*Directions*
Without omitting anything, retype the data that follows.

— start Supplied data —

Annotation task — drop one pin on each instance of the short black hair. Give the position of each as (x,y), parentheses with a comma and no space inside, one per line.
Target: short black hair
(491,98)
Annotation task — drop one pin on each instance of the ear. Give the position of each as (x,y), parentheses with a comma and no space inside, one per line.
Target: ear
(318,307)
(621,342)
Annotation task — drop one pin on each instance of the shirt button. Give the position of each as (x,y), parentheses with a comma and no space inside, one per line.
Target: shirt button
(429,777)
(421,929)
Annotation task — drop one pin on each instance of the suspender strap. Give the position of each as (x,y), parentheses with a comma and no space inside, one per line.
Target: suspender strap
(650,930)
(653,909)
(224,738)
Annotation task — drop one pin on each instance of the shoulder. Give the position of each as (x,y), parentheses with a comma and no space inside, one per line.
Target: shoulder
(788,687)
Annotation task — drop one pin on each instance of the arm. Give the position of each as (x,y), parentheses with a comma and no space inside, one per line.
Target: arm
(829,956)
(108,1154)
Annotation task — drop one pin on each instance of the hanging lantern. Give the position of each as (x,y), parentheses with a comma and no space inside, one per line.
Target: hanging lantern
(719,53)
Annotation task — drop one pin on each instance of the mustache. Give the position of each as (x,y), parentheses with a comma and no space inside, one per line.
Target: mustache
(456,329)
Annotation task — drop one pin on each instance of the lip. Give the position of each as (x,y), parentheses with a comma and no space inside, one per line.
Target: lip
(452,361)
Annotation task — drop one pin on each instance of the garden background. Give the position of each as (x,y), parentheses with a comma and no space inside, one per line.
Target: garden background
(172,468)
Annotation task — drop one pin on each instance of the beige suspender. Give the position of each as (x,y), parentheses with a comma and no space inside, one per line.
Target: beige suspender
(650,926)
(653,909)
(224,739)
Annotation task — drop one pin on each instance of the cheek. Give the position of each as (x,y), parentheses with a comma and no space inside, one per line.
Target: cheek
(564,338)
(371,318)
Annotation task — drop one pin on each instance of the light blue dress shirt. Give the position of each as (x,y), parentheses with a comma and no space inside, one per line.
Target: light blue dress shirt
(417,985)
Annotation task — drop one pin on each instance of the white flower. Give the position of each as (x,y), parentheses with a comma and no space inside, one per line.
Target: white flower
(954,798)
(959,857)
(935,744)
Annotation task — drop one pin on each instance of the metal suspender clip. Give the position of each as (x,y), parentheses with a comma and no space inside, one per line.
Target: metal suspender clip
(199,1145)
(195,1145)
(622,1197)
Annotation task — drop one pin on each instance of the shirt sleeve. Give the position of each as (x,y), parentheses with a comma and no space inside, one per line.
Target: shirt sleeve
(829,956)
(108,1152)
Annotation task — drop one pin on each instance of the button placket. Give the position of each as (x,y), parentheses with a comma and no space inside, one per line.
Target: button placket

— end Supplied data —

*Answer below*
Annotation task — drop one pin on each instance of the short black hair. Give the position of each as (x,y), parentheses with a comma and no space inside, one per line.
Target: short black hair
(491,98)
Annotation task — drop one pin on each instance of the ear. Give the position of each as (x,y), parentheses with a comma and no space inside, one per line.
Target: ear
(318,307)
(621,342)
Annotation task — drop one pin on each instance of the shirt button. Give the position of each as (x,y), parentheses with a comma and no space inside, one per line.
Target: shirt button
(429,777)
(421,929)
Annotation task — drop one pin on each instance of the suspender strap. Give the position of each as (x,y), parentheses with a comma and no space inside, one per line.
Target: suspender strap
(650,930)
(653,909)
(224,738)
Annotation task — drop one pin on each instance of the shoulder. Give the position of each as (x,y), parentheses with a comma and no space inside, one per line.
Target: shoulder
(788,687)
Annotation task — drop one pin on each instance of the arm. Give the position of each as (x,y), parentheses with a comma and no space inside, one per line.
Target: arm
(829,956)
(108,1154)
Annotation task — drop one pin on each instance of the hanging lantern. Give the position of each as (x,y), parentheses with a comma and no space inside, one per line.
Target: hanging lantern
(719,53)
Annotation task — drop one pin on each instance of the mustache. Give the position of each as (x,y), parentheses with a comma and no space inside, one per line.
Target: mustache
(456,329)
Annotation task — drop one pin on each instance of the lip. Give the position of each as (x,y), parentheses with a comma and no space inside, one per line.
Target: lip
(452,361)
Annotation task — drop one pin on each instance of the garden background. Give the position of each as (x,y), parentheses with a comma and no space inside, one per line.
Target: garden background
(172,468)
Annotation task — drop one pin on each instance of the beige suspender. Give the position of each as (x,y), parentheses with a comma and no space inside, one per line.
Target: beige suspender
(650,926)
(653,909)
(224,739)
Annotation task — drop one pin on each instance of the cheek. Give the position of each as (x,y), parentheses with a comma and no space inside, one per line.
Target: cheek
(564,338)
(371,318)
Annotation task — drop one pin on each instance of the light blue dress shirt. Give the position of each as (x,y), parentheses with a comma and no space inside, one per line.
Target: light blue dress shirt
(417,985)
Annotation task — drop one pin on each instance of the white flower. Give the position of each as (x,y), parentheses with a comma and no space inside, one per line.
Target: white flower
(954,798)
(959,857)
(935,744)
Annotation task — drop one pin on each instance of the metal suspender clip. Give the position of each as (x,y), parentheses with a comma and no space inside, one per line.
Target: metal suspender clip
(199,1145)
(195,1145)
(622,1197)
Annotation task — drop one pin on each instance of the shirt sleeve. Give the position of each as (x,y), parentheses with a comma and no space inside, one per line.
Target: shirt sleeve
(829,956)
(108,1152)
Annotation task — drop one pin on each instance of the button placket. Give the position of each as (x,y), parentheses with a comma and no space inside, one per line.
Target: button placket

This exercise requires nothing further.